Natural-language object grounding data:
+===+

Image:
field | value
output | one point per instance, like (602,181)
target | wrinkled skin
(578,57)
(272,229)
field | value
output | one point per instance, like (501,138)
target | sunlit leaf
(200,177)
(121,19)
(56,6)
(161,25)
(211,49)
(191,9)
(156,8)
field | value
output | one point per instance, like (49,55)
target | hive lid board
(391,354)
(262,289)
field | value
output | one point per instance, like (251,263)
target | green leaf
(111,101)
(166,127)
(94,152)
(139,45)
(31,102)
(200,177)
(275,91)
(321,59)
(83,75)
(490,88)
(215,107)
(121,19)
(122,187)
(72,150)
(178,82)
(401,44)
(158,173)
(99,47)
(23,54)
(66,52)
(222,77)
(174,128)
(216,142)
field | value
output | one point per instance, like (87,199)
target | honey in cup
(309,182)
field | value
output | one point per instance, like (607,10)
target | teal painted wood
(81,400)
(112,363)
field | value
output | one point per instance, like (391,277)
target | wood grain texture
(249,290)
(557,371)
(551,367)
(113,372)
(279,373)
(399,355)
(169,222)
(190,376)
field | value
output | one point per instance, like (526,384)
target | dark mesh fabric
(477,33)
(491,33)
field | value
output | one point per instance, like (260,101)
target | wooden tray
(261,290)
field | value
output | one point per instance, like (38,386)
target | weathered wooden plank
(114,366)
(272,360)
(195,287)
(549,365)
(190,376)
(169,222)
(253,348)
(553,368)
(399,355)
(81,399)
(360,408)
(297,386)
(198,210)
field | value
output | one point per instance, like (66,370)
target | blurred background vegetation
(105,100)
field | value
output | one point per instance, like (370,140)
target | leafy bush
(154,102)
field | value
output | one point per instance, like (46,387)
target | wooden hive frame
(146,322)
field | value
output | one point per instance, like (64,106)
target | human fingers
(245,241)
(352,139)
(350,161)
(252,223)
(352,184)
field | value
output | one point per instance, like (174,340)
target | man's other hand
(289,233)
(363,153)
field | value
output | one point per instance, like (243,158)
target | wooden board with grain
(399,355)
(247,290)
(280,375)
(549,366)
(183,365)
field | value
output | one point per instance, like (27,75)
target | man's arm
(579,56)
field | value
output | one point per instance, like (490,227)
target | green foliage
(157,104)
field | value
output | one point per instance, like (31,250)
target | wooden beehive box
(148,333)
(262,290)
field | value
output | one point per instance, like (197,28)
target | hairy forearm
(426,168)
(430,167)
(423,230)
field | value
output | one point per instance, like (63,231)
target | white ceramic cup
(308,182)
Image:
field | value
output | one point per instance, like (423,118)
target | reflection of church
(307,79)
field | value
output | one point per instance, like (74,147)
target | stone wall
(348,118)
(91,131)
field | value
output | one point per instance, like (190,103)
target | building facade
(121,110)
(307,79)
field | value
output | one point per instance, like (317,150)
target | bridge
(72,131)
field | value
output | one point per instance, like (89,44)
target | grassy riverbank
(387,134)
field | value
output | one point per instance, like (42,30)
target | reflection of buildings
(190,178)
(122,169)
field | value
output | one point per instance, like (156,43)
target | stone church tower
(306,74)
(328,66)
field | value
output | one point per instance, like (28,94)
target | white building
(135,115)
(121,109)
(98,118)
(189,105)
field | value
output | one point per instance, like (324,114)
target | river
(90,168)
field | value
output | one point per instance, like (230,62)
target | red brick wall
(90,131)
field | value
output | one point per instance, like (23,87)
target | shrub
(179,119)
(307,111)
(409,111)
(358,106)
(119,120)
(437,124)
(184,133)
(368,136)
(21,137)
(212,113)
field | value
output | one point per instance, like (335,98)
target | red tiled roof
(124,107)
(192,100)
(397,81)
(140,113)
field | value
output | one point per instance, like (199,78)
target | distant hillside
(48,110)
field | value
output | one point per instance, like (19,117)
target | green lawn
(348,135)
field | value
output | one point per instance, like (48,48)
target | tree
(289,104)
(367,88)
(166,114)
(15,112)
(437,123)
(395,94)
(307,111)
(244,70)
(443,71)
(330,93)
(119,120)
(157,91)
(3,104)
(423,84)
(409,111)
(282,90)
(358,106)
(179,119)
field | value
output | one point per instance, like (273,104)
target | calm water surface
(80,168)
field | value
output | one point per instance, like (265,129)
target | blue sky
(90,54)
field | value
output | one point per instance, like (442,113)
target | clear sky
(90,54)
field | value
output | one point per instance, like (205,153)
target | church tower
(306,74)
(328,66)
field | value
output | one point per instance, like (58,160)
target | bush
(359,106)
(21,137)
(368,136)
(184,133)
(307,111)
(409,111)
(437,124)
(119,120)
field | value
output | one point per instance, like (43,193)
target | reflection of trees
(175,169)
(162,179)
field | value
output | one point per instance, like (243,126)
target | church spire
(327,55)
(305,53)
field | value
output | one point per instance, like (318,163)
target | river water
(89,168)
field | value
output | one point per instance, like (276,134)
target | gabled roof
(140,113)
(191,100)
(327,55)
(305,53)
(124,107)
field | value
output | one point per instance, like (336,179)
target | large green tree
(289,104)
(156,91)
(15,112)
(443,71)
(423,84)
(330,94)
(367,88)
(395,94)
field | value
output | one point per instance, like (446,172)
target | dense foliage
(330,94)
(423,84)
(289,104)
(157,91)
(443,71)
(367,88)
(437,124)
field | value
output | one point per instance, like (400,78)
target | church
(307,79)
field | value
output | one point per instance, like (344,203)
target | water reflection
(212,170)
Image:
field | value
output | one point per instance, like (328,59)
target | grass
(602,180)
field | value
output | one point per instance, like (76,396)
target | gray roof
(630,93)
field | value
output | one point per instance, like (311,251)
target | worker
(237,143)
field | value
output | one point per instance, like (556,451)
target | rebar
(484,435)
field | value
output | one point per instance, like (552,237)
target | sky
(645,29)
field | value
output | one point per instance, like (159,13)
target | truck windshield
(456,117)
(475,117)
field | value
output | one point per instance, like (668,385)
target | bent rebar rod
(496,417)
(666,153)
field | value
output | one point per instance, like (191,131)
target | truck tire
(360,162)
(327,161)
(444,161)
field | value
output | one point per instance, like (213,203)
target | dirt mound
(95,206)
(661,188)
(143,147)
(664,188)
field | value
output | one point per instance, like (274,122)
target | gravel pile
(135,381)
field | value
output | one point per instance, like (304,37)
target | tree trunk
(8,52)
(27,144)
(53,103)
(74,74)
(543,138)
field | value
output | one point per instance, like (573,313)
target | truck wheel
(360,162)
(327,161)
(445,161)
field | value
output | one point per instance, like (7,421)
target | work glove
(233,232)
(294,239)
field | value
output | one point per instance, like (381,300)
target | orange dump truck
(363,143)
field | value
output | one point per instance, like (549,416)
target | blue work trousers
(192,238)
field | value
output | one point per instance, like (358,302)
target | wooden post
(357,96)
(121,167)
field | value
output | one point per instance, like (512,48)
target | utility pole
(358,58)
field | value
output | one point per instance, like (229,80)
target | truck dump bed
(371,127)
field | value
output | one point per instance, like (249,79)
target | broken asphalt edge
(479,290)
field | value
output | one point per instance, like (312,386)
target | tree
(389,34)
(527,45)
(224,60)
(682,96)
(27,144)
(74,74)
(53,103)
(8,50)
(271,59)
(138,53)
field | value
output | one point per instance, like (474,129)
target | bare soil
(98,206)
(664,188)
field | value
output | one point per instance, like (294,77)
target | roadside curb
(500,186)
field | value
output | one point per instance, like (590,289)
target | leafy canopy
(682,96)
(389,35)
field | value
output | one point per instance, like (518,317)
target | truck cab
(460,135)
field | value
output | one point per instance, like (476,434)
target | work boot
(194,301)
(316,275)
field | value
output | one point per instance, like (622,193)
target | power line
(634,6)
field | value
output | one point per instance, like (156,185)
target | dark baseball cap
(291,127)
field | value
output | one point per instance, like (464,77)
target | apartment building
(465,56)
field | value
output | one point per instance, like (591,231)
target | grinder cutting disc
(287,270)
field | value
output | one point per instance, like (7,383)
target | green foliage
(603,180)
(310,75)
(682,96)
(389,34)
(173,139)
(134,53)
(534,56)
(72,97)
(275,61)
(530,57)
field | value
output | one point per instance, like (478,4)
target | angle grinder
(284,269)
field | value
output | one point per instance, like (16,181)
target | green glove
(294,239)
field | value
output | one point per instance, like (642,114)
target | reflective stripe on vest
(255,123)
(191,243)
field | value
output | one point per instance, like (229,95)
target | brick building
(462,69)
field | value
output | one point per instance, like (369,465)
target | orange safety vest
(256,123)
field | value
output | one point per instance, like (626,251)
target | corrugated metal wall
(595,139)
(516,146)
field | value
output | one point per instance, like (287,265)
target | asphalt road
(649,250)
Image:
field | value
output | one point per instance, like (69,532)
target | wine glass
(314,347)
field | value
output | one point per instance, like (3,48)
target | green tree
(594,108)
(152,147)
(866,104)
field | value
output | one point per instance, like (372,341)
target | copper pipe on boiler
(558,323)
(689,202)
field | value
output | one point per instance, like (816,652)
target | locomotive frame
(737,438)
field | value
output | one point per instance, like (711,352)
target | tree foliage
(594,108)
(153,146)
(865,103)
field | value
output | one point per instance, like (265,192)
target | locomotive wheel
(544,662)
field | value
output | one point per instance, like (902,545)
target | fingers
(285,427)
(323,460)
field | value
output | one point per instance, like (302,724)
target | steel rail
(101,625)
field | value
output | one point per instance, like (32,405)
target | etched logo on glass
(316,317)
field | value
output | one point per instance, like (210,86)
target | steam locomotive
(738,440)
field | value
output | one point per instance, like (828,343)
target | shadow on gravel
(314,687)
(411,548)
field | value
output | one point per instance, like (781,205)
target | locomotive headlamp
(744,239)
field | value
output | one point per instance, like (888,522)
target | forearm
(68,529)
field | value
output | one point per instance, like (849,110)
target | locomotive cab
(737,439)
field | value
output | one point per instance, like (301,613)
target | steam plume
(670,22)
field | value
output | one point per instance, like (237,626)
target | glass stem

+===+

### [Directions for this task]
Repeat, exactly as they stand above, the lines from the line with "output | one point per instance, like (446,172)" to the line with "output | one point per instance, like (344,203)", both lines included.

### [Response area]
output | one point per instance, like (446,172)
target | dense foliage
(330,94)
(423,84)
(289,104)
(157,91)
(443,71)
(367,88)
(437,124)
field | value
output | one point per instance, like (400,78)
target | church
(307,79)
field | value
output | one point per instance, like (344,203)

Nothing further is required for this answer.